**Prompt:** Transcribe each record below word for word.

--- Supplied entries ---

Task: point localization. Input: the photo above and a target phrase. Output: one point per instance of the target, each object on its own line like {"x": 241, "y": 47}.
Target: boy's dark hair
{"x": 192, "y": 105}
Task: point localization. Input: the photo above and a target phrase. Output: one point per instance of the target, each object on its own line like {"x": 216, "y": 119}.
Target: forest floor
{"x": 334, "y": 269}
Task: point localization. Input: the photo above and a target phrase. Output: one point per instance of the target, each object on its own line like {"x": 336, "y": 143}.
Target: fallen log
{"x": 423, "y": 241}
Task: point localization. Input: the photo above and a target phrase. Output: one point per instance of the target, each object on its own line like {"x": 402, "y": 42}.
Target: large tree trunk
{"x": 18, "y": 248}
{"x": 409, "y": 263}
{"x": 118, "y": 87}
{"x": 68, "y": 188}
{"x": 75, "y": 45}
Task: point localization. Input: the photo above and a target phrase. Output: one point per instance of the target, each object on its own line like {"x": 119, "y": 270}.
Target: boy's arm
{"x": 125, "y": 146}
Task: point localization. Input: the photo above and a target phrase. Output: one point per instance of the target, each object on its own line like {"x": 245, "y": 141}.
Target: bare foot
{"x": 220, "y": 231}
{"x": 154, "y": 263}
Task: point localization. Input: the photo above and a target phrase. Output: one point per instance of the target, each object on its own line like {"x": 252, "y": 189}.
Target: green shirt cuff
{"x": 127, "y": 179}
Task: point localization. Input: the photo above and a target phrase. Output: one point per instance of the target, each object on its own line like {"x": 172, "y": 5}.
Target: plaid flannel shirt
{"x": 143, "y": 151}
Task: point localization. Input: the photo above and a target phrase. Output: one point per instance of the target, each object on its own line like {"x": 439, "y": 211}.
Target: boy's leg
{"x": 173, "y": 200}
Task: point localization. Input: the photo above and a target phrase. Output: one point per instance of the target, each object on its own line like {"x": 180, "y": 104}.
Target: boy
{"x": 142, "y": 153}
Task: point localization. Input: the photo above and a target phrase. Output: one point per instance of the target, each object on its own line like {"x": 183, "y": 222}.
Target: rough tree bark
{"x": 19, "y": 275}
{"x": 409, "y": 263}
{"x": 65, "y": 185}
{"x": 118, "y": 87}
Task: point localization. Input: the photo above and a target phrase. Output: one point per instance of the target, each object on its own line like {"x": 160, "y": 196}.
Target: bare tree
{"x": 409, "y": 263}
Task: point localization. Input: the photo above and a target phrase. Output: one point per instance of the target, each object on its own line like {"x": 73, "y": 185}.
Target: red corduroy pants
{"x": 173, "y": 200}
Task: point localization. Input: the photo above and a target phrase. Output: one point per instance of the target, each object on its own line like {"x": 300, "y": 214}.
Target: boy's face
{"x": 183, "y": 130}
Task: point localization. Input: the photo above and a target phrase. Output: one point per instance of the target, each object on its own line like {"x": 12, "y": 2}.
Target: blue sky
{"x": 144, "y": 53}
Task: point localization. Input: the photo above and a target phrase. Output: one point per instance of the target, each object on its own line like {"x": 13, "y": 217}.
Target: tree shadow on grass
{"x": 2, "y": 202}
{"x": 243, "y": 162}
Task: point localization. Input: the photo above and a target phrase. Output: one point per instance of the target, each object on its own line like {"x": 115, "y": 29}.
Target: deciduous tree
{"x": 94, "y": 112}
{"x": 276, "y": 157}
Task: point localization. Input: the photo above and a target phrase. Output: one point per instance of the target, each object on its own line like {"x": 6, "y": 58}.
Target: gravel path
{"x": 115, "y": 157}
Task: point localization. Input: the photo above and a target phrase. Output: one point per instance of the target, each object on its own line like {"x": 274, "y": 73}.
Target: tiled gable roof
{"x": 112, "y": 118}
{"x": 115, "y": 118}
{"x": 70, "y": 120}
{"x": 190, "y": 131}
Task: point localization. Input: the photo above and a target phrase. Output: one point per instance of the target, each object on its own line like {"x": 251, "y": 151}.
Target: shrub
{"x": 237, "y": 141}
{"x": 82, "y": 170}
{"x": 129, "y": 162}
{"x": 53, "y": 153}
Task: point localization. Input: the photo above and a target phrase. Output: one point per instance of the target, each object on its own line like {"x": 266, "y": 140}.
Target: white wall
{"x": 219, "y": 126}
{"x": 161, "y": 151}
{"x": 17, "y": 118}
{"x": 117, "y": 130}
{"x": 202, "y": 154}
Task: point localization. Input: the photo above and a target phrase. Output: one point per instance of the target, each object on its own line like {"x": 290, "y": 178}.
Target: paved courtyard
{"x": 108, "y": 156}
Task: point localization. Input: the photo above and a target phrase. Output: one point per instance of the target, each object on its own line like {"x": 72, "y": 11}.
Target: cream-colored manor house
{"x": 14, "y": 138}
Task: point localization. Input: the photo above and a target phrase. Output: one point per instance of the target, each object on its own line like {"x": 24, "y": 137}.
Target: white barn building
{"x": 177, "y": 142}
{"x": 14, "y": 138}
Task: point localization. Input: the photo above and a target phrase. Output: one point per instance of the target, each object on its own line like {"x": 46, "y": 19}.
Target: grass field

---

**Result of this exercise:**
Task: point localization. Input: the photo above and a target phrase. Output: one point per instance of the target, each object on its own line like {"x": 241, "y": 47}.
Target: boy's dark hair
{"x": 192, "y": 105}
Task: point localization. Input: the photo above and a target phrase. Output: one point per instance of the target, each object on its own line like {"x": 216, "y": 119}.
Target: forest floor
{"x": 334, "y": 269}
Task: point localization. Input: the photo above and a target phrase. Output: one point per instance of the target, each object on its own line like {"x": 336, "y": 143}.
Target: fallen log
{"x": 423, "y": 241}
Task: point localization. Input: the photo above and a target phrase. Output: one point per instance of the target, each object on its own line like {"x": 402, "y": 42}.
Target: large tree trunk
{"x": 18, "y": 248}
{"x": 409, "y": 263}
{"x": 118, "y": 87}
{"x": 68, "y": 188}
{"x": 75, "y": 45}
Task: point localization. Input: the photo above and a target phrase. Output: one point per instance of the target, each object on its own line like {"x": 119, "y": 270}.
Target: boy's arm
{"x": 125, "y": 146}
Task: point localization. Input: the photo above and a target phrase. Output: one point per instance of the target, each object on its own line like {"x": 245, "y": 141}.
Target: bare foot
{"x": 220, "y": 231}
{"x": 154, "y": 263}
Task: point localization. Input: the photo above and a target phrase. Output: one point per instance of the target, each object on its own line like {"x": 252, "y": 189}.
Target: green shirt cuff
{"x": 127, "y": 179}
Task: point localization. Input: the photo above and a target phrase. Output: one point per instance of the target, each object on its own line like {"x": 172, "y": 5}.
Target: plaid flannel shirt
{"x": 143, "y": 151}
Task: point localization. Input: the photo above and a target phrase. Output: one point per instance of the target, each object on its own line like {"x": 439, "y": 211}.
Target: boy's leg
{"x": 173, "y": 200}
Task: point localization. Input: the photo above and a target phrase. Output: one point per instance of the target, each object on its own line like {"x": 180, "y": 104}.
Target: boy
{"x": 142, "y": 153}
Task: point localization. Input: the photo above and a target phrase. Output: one point per instance of the target, each object on its own line like {"x": 183, "y": 222}.
Target: rough tree bark
{"x": 19, "y": 275}
{"x": 409, "y": 263}
{"x": 65, "y": 185}
{"x": 118, "y": 87}
Task: point localization. Input: the photo above and a target phrase. Output: one point per instance of the target, each object on its own line like {"x": 160, "y": 196}.
Target: bare tree
{"x": 409, "y": 263}
Task: point localization. Input: the photo above and a target phrase. Output: one point per instance of the target, each object on its own line like {"x": 73, "y": 185}.
Target: red corduroy pants
{"x": 173, "y": 200}
Task: point localization. Input: the photo above and a target phrase. Output: one point per instance of the target, each object on its own line like {"x": 300, "y": 214}.
Target: boy's face
{"x": 183, "y": 130}
Task: point localization. Input: the photo above and a target phrase. Output: one point per instance of the target, each object on its own line like {"x": 12, "y": 2}.
Target: blue sky
{"x": 144, "y": 53}
Task: point localization. Input: the photo above and a target phrase. Output: one point per instance of the target, each object on its own line like {"x": 13, "y": 217}.
Target: tree shadow on grass
{"x": 2, "y": 202}
{"x": 243, "y": 162}
Task: point localization. Input: the photo above and a target phrase. Output: one point per instance of the target, each object on its own line like {"x": 115, "y": 29}.
Target: deciduous tree
{"x": 94, "y": 112}
{"x": 276, "y": 157}
Task: point localization. Input: the photo above and a target phrase. Output: one point per instance of the target, each object on its own line like {"x": 6, "y": 58}.
Target: gravel path
{"x": 115, "y": 157}
Task: point localization. Input: the photo above and a target phrase. Output: one point per instance of the target, each object on its own line like {"x": 274, "y": 73}.
Target: tiled gable roof
{"x": 112, "y": 118}
{"x": 115, "y": 118}
{"x": 70, "y": 120}
{"x": 190, "y": 131}
Task: point localization. Input: the photo above and a target phrase. Output: one point per instance of the target, each object on its own line like {"x": 251, "y": 151}.
Target: shrub
{"x": 237, "y": 141}
{"x": 82, "y": 170}
{"x": 129, "y": 162}
{"x": 53, "y": 153}
Task: point localization. Input: the photo above and a target phrase. Output: one point per instance of the target, each object on its own line like {"x": 266, "y": 140}.
Target: white wall
{"x": 219, "y": 126}
{"x": 161, "y": 151}
{"x": 17, "y": 118}
{"x": 117, "y": 130}
{"x": 202, "y": 154}
Task: point localization. Input: the photo above and a target phrase. Output: one point per instance of the target, each object on its own line like {"x": 290, "y": 178}.
Target: paved courtyard
{"x": 108, "y": 156}
Task: point localization. Input: the photo above and a target phrase. Output: one point per instance of the target, each object on its own line like {"x": 72, "y": 11}.
Target: cream-colored manor house
{"x": 14, "y": 138}
Task: point localization. Input: the photo above and a target phrase. Output: one point per instance of the target, each object on its own line like {"x": 24, "y": 137}.
Target: white barn building
{"x": 177, "y": 142}
{"x": 14, "y": 138}
Task: point localization. Input: the photo above and a target phrase. Output: one point per instance of the target, each object on its own line like {"x": 46, "y": 19}.
Target: grass field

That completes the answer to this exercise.